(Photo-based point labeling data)
------------------------------------

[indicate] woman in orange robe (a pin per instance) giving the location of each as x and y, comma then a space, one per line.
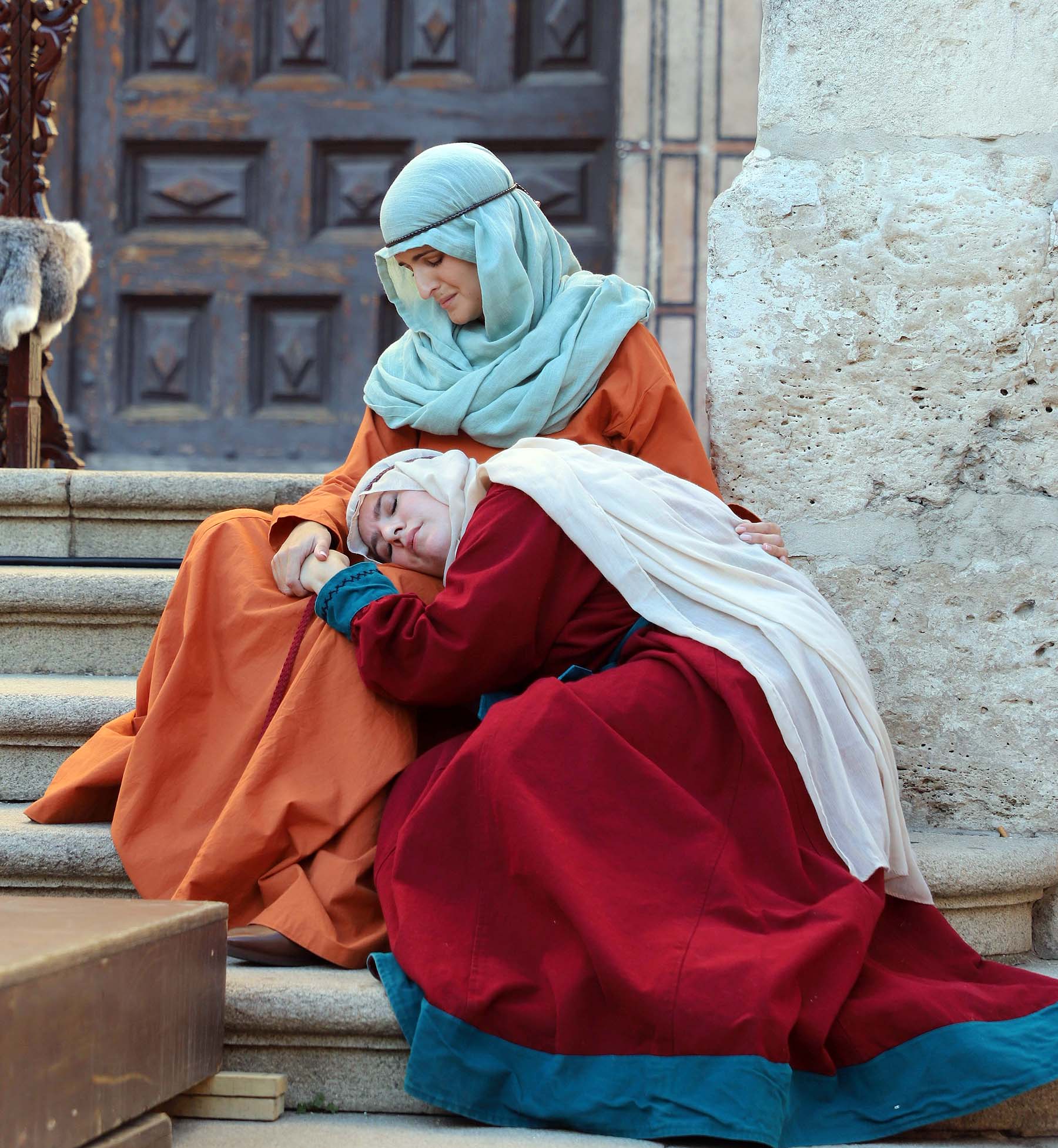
283, 825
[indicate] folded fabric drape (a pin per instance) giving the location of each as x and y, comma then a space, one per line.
550, 329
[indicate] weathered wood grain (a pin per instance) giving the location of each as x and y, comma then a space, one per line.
108, 1008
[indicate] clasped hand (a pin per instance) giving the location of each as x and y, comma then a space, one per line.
306, 561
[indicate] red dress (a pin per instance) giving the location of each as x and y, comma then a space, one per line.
612, 906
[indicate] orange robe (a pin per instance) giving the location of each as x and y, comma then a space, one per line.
284, 827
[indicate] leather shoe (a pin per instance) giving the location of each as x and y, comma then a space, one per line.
262, 945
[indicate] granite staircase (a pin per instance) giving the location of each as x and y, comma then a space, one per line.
72, 642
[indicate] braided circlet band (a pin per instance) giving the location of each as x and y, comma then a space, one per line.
455, 215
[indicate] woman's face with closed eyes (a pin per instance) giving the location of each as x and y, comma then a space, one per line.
451, 284
409, 528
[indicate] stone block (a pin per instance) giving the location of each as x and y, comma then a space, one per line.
931, 69
35, 513
883, 344
331, 1031
994, 929
78, 621
59, 859
1046, 926
44, 718
153, 514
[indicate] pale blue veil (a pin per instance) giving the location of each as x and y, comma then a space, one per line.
550, 329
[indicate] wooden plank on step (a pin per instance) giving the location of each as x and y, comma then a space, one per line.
226, 1108
240, 1084
153, 1131
108, 1008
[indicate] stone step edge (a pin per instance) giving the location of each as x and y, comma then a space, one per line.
60, 707
124, 494
76, 593
997, 923
966, 869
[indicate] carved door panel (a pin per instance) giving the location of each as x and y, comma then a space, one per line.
232, 159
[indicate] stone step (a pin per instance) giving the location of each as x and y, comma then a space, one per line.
44, 718
367, 1130
78, 620
985, 884
333, 1032
125, 513
988, 886
371, 1130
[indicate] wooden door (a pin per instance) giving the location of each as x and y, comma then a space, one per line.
232, 156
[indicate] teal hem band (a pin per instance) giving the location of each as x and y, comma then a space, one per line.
942, 1074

------------------------------------

■ The request
Edit the rows starting at the line containing "[indicate] carved door" and continuing through the final row, replacing "wooden door" with "timber door". Give only those lines, with everything else unchanged.

■ Problem solution
[indicate] carved door panel (a pin per instance) giving the location of each as x and y, comma then a space, one per line.
232, 159
[indicate] stone step (a pin per instance) giving the location of each as x and y, comma then a space, one per line.
44, 718
367, 1130
78, 620
985, 884
333, 1032
125, 513
988, 886
371, 1130
[indicate] timber door (a pin per instance) giving the location of each as x and y, comma then a space, one per line.
232, 156
[indicate] teal hem band (a pin per instance) giving the location of each as x and y, comma then a space, one per line.
942, 1074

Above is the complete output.